Problem description >> Output each of the items below exactly as written, keeping every line unchanged.

Items from a dataset >>
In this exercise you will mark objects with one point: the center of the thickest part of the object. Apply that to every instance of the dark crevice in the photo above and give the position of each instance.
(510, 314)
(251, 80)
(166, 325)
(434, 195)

Solution to the problem >>
In this exercise you will mark objects with one point: the center of the thickest part of the object. Apply that to every instance of the dark crevice in the photo above and give the position of each instance.
(510, 314)
(251, 80)
(166, 325)
(434, 195)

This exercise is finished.